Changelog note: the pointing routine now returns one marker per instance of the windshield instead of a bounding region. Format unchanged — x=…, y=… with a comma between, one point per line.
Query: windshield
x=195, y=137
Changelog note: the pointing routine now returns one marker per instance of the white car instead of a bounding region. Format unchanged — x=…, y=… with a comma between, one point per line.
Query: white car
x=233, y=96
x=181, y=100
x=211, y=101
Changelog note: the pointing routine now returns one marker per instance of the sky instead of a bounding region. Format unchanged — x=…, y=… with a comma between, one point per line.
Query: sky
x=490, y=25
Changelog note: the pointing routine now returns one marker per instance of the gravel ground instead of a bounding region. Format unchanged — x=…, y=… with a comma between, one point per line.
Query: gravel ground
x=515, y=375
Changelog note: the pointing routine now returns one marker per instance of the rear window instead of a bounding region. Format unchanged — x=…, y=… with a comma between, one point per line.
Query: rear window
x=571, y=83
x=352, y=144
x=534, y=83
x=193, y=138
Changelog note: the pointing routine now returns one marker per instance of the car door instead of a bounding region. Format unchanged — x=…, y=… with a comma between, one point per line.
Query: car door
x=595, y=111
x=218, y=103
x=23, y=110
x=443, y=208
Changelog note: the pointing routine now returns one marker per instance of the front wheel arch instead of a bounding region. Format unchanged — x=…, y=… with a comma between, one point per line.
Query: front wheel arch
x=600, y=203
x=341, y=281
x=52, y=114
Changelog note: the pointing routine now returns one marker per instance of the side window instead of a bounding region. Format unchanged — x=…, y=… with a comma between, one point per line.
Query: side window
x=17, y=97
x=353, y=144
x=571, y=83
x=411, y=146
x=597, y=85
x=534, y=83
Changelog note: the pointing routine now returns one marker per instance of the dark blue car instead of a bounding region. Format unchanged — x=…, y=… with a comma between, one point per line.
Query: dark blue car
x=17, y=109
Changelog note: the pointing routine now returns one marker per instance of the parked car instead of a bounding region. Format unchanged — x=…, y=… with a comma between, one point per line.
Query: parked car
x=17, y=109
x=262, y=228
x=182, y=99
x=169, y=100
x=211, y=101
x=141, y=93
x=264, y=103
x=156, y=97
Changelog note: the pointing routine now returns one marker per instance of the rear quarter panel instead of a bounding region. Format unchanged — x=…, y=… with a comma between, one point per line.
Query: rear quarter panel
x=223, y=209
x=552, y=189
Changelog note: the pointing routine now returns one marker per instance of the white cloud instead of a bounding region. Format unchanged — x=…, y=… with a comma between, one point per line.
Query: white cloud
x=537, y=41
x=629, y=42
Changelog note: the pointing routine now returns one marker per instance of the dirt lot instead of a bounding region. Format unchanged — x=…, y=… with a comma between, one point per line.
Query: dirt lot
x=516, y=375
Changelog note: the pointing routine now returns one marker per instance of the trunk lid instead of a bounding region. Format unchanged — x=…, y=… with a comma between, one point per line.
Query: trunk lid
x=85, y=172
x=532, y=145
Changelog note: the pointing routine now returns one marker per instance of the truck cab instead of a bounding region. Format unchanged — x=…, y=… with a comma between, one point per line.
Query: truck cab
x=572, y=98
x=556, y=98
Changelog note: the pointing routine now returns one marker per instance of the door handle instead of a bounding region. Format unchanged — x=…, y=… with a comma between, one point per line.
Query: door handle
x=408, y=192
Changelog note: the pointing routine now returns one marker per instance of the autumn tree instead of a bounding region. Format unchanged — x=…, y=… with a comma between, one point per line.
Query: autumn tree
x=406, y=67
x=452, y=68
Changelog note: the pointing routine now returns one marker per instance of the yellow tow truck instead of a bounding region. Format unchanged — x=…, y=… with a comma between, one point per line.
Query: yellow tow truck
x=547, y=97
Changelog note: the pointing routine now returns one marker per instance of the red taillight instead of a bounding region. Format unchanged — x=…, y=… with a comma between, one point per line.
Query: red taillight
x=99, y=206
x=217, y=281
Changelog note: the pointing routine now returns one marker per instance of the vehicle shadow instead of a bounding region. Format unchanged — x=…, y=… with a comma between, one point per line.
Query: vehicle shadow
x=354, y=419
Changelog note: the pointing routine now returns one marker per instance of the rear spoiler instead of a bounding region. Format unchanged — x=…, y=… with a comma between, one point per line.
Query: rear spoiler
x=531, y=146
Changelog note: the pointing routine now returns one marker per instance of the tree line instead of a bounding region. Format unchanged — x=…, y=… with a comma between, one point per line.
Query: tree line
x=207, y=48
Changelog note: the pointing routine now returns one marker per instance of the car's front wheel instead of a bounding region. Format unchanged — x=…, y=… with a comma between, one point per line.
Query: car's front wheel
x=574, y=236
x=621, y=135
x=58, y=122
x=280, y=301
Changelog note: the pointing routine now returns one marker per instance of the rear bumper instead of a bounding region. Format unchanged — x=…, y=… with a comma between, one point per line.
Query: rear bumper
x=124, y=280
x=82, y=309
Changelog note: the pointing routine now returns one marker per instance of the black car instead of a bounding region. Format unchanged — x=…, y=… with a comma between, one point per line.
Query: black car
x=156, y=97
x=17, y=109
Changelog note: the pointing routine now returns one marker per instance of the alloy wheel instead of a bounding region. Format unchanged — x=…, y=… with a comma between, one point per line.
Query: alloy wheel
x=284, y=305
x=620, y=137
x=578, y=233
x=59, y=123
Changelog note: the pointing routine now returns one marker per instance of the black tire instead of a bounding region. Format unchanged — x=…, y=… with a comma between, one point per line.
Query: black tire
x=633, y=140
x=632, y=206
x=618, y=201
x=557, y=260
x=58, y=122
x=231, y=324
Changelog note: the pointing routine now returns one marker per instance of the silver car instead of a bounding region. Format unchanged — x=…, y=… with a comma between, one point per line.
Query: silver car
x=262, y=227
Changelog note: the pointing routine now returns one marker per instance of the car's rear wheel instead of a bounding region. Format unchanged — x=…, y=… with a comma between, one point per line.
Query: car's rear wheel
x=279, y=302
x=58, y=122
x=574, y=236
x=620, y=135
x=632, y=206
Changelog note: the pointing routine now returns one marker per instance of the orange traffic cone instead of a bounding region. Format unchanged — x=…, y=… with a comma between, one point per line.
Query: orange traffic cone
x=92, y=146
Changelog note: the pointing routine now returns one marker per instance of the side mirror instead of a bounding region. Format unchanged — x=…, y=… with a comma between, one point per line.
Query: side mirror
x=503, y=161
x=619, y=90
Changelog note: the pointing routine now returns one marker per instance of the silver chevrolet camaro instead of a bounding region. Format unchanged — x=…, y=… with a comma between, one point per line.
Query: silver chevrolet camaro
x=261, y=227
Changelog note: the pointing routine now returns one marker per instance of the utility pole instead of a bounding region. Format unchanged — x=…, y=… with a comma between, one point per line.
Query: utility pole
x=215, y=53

# Given request
Recast all of the entries above as one numbered list, one line per item, with any blank lines dropped.

# Solution to the problem
1. Changelog note: the pointing routine now returns one marker per instance of the windshield instead of a bounding region. Format unchanged — x=…, y=… with a comma between, one point per line.
2. Query: windshield
3. x=195, y=137
4. Changelog note: the pointing routine now returns one marker per instance of the white car instead of a bounding region. Format unchanged — x=…, y=… with a comma between, one point per line.
5. Query: white car
6. x=233, y=96
7. x=181, y=100
8. x=211, y=101
9. Changelog note: the pointing routine now returns one marker per instance of the sky instead of a bounding region. Format unchanged — x=…, y=… with a comma between, one point per line.
10. Query: sky
11. x=490, y=25
12. Changelog note: the pointing routine now returns one marker per instance of the gravel ground instead of a bounding region. Format unchanged — x=…, y=… with a comma between, one point per line.
13. Query: gravel ground
14. x=515, y=375
15. Changelog note: the pointing routine now returns one marker per instance of the rear window instead of a bounding region. Format unchanged — x=…, y=… with a comma between, one point per line.
16. Query: rear window
17. x=571, y=83
18. x=352, y=144
19. x=534, y=83
20. x=193, y=138
21. Changelog note: the pointing routine now returns one marker per instance of the car door instead of a bounding region. Format unchanged — x=…, y=… with a comma between, one point per line.
22. Query: car door
23. x=595, y=111
24. x=218, y=103
25. x=23, y=110
26. x=443, y=208
27. Changelog note: the pointing routine now returns one marker per instance of the front wheel arch instead of a bounding region. Format unchanged — x=…, y=… with a comma between, one point per line.
28. Query: front wheel arch
29. x=600, y=203
30. x=341, y=281
31. x=52, y=114
32. Changelog note: the pointing routine now returns one marker per instance of the side window instead of a bounding region. Format unchanged — x=…, y=… with a comma between, one point per line.
33. Query: side window
34. x=17, y=97
35. x=353, y=144
36. x=571, y=83
37. x=411, y=146
38. x=597, y=85
39. x=534, y=83
40. Changelog note: the pointing routine now returns one marker per instance of the dark blue car instead of a bounding region. Format unchanged — x=…, y=… with a comma between, one point per line.
41. Query: dark blue car
42. x=17, y=109
43. Changelog note: the pointing routine now returns one marker per instance of the parked car instead of a bounding region. Format unchanged — x=…, y=… with a comma between, one point per line.
44. Query: parked car
45. x=17, y=109
46. x=262, y=228
47. x=182, y=99
48. x=169, y=100
49. x=211, y=101
50. x=141, y=93
51. x=264, y=103
52. x=156, y=97
53. Changelog note: the pointing routine now returns one marker per instance of the rear quarter panel instead of a bounding region. Format unchanged — x=…, y=… with a comma between, one point per line.
54. Query: rear quarter panel
55. x=223, y=209
56. x=552, y=189
57. Changelog note: the pointing routine now returns one marker per instance of the white cloud instead of a bounding region. Format unchanged — x=…, y=… with a comma between, one point per line.
58. Query: white cloud
59. x=537, y=41
60. x=629, y=42
61. Changelog note: the pointing routine now returns one marker per instance of the dirt lot instead of a bounding region. Format unchanged — x=…, y=… with a comma between, one point per line.
62. Query: dirt lot
63. x=516, y=375
64. Changelog note: the pointing routine now returns one marker per instance of the trunk lid instead of a bounding region. Format unchanged — x=…, y=… with a comma between, one point per line.
65. Query: trunk lid
66. x=85, y=172
67. x=532, y=145
68. Changelog note: the pointing routine now returns one marker per instance of the truck cab instead of a bounding region. Format unchanged — x=…, y=… with a comma between, one point per line.
69. Query: truck cab
70. x=572, y=98
71. x=556, y=98
72. Changelog note: the pointing routine now returns one marker per instance of the door handle instead of a bounding region. Format unchanged — x=…, y=… with a comma between, one point per line.
73. Query: door handle
74. x=408, y=192
75. Changelog note: the pointing routine now returns one marker per instance of the autumn tree instead of a bounding region. Format unchanged — x=…, y=… with a comma between, one point per line.
76. Query: autumn tree
77. x=406, y=67
78. x=452, y=68
79. Changelog note: the pointing routine now returns one marker per instance of the yellow tow truck instead of a bounding region. Format unchanged — x=…, y=… with a comma between, one point per line.
80. Query: yellow tow truck
81. x=547, y=97
82. Changelog note: the pointing routine now returns one marker per instance of the red taillight instead of a bounding region. Format unchanged — x=…, y=… with a comma between, one point per line.
83. Query: red taillight
84. x=99, y=206
85. x=217, y=281
86. Changelog note: the pointing routine now returns one marker per instance of the vehicle shadow instead of a bounding region. Format unchanged — x=…, y=… with a comma between, one point per line.
87. Query: vehicle shadow
88. x=354, y=419
89. Changelog note: the pointing routine now returns one marker per instance of the rear spoiler instead of a bounding region. Format unchanged — x=…, y=… with a comma between, one point per line.
90. Query: rear spoiler
91. x=531, y=146
92. Changelog note: the pointing routine now returns one marker per instance of the tree line instead of a bounding region. Format unchanged — x=…, y=… with a comma between, one point per line.
93. Query: tree line
94. x=207, y=48
95. Changelog note: the pointing routine now returns one marker per instance of the car's front wheel instead of a bounding region. Format unchanged — x=…, y=… with a comma between, one point per line.
96. Query: car's front wheel
97. x=574, y=236
98. x=621, y=135
99. x=58, y=122
100. x=280, y=301
101. Changelog note: the pointing routine now returns one marker per instance of the rear bumper instead of a bounding region. Format unchanged — x=…, y=… with a comma between, one point per line.
102. Query: rear bumper
103. x=124, y=280
104. x=82, y=309
105. Changelog note: the pointing routine now returns one marker per instance of the black car instead of a bounding region. Format unchanged — x=…, y=… with a comma between, one point per line.
106. Query: black car
107. x=156, y=97
108. x=17, y=109
109. Changelog note: the pointing routine now returns one marker per instance of the alloy wheel instead of a bounding region. Format unchanged — x=…, y=… with a comma between, one point per line.
110. Query: alloy wheel
111. x=284, y=305
112. x=620, y=137
113. x=578, y=233
114. x=59, y=123
115. Changelog note: the pointing routine now returns one marker per instance of the black tire instead of a bounding region. Format unchanged — x=…, y=… with a comma between, one point per line.
116. Query: black tire
117. x=633, y=140
118. x=632, y=206
119. x=618, y=201
120. x=557, y=260
121. x=58, y=122
122. x=231, y=324
123. Changelog note: the pointing routine now returns one marker per instance of the silver car instead of a bounding region. Format unchanged — x=…, y=… with a comma between, one point per line.
124. Query: silver car
125. x=262, y=227
126. Changelog note: the pointing routine now returns one marker per instance of the car's rear wheel instead of a bounding region. Format unchanged — x=…, y=… with a comma between, one point per line.
127. Query: car's rear wheel
128. x=279, y=302
129. x=58, y=122
130. x=574, y=236
131. x=620, y=135
132. x=632, y=206
133. Changelog note: the pointing routine now returns one marker per instance of the orange traffic cone instead of a bounding region. Format unchanged — x=…, y=… with a comma between, one point per line.
134. Query: orange traffic cone
135. x=92, y=146
136. Changelog note: the pointing routine now returns one marker per instance of the side mirror instead of a bounding region. Format unchanged — x=…, y=… with a comma between, one point per line.
137. Query: side mirror
138. x=503, y=161
139. x=619, y=90
140. Changelog note: the pointing routine now returns one marker per instance of the silver chevrolet camaro instead of a bounding region. Format unchanged — x=…, y=… with a comma between, one point per line.
141. Query: silver chevrolet camaro
142. x=261, y=227
143. Changelog note: the pointing routine now returns one marker per instance of the utility pole instead of a bounding region. Format unchanged — x=…, y=… with a comma between, one point per line.
144. Query: utility pole
145. x=215, y=53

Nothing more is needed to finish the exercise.